_ページ:_

————————

その後、1970年から1980年代にかけて、労働者の派遣を禁止している労働者基準法と現実がかけ離れてきたために、労働者派遣法の制定が進められる。当時の議論として、専門家の間でも労働者の権利を重視するのか、仕事の選択性を重視するのかで微妙に意見が違っていたという。

また、労働組合サイドの強い反対もあり、まとまりそうのなかった状況で、情報処理技術者がメーカーの中で育てることが難しく、実際多くのソフトウェアエンジニアを外部に頼っている状況を適法にしたいという電気業界の強い要望をきっかけにして1985年に労働者派遣法が制定された。労働者派遣法が制定されるきっかけが組込みソフトエンジニアの派遣労働だったというのは驚きだ。このときはコンピュータ(IT=情報技術)関係職種のように、専門性が強く、かつ一時的に人材が必要となる13の業種に派遣が限定されていたが、その後、1999年の改正により禁止業種以外は派遣が可能になってしまい、派遣労働が専門職だけのものではなくなった。

ただし、使用者サイドの企業が派遣を終了すると、派遣会社との契約も切れるという現在社会問題になっている登録型の派遣は1985年の時点で常用雇用型とともに法制化されていた。番組では、この登録型派遣のルールは法制化の直前に滑り込ませたものだと語られていた。

1985年当時は、常用雇用型も登録型もどっちにしろ派遣できるのは13業種に限られていたから問題は広がらなかったが、1999年の労働者派遣法の改定で一般労働にも派遣が可能になったため、登録型でかつ仕事がなくなると即職を失うという労働者が増えてしまった。

————————

_記録情報:_
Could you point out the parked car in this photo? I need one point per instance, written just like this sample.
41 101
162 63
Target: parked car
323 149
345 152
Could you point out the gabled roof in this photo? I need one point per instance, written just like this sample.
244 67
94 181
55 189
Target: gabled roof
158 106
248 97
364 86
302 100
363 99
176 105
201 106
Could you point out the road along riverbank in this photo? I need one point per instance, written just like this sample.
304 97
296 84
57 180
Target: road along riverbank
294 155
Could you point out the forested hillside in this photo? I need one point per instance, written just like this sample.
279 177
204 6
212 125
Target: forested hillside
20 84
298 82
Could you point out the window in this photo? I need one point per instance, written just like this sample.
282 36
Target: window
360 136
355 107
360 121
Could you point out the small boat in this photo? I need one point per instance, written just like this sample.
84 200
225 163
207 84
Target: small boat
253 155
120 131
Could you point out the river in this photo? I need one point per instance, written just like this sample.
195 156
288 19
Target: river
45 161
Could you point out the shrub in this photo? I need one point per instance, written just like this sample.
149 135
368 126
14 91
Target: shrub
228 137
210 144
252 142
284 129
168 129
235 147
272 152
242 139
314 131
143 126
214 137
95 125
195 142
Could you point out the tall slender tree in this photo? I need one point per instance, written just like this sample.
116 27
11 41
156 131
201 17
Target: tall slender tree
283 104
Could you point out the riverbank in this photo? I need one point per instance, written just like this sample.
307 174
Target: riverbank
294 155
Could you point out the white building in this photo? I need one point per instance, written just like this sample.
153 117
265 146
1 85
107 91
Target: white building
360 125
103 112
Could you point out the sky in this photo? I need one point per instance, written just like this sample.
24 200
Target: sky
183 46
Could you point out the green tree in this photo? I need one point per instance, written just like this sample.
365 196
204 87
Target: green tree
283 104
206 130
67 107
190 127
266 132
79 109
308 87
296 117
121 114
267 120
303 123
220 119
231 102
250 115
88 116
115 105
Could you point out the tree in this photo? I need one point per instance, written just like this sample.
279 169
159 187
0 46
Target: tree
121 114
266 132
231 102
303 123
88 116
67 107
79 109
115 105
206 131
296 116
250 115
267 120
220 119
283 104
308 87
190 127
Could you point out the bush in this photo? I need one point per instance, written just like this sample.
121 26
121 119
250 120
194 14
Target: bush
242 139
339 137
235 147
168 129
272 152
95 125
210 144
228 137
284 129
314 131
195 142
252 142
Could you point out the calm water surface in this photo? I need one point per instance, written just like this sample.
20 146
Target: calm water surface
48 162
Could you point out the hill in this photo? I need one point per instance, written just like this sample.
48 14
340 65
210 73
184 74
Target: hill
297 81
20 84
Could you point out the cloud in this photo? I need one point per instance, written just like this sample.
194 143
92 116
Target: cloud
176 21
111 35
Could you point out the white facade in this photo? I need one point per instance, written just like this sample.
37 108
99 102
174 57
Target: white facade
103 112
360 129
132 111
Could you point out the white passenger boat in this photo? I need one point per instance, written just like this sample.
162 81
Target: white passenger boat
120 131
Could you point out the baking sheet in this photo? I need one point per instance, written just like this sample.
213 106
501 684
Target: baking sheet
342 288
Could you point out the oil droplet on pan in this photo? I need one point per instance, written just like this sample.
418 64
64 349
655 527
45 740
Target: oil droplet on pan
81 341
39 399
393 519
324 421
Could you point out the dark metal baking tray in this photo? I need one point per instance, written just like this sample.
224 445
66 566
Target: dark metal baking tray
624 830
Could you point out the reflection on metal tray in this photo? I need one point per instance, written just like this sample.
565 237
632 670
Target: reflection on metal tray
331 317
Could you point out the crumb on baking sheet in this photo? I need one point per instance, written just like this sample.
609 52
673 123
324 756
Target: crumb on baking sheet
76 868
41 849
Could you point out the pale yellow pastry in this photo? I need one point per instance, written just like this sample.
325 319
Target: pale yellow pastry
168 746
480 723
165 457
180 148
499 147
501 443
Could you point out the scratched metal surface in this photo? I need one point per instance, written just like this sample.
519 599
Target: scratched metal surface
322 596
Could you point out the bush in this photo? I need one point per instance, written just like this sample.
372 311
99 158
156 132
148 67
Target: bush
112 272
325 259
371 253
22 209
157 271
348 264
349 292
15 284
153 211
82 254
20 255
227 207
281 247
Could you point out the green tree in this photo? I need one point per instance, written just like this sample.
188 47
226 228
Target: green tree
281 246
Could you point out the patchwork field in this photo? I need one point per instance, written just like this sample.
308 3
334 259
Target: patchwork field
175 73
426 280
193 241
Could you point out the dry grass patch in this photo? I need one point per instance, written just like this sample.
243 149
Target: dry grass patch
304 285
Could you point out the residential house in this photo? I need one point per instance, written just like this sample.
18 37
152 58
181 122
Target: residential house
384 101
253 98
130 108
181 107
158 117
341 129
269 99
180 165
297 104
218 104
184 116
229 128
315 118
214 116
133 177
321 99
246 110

————————

_作成内容:_ 労働者派遣法の成り立ちを扱った本文から、「また、労働組合サイドの強い反」から「いう労働者が増えてしまった。」に至るまでのすべてを一字一句変えずに抜き出してください。 資料は参照しなくても差し支えありません。

_解答:_
また、労働組合サイドの強い反対もあり、まとまりそうのなかった状況で、情報処理技術者がメーカーの中で育てることが難しく、実際多くのソフトウェアエンジニアを外部に頼っている状況を適法にしたいという電気業界の強い要望をきっかけにして1985年に労働者派遣法が制定された。労働者派遣法が制定されるきっかけが組込みソフトエンジニアの派遣労働だったというのは驚きだ。このときはコンピュータ(IT=情報技術)関係職種のように、専門性が強く、かつ一時的に人材が必要となる13の業種に派遣が限定されていたが、その後、1999年の改正により禁止業種以外は派遣が可能になってしまい、派遣労働が専門職だけのものではなくなった。

ただし、使用者サイドの企業が派遣を終了すると、派遣会社との契約も切れるという現在社会問題になっている登録型の派遣は1985年の時点で常用雇用型とともに法制化されていた。番組では、この登録型派遣のルールは法制化の直前に滑り込ませたものだと語られていた。

1985年当時は、常用雇用型も登録型もどっちにしろ派遣できるのは13業種に限られていたから問題は広がらなかったが、1999年の労働者派遣法の改定で一般労働にも派遣が可能になったため、登録型でかつ仕事がなくなると即職を失うという労働者が増えてしまった。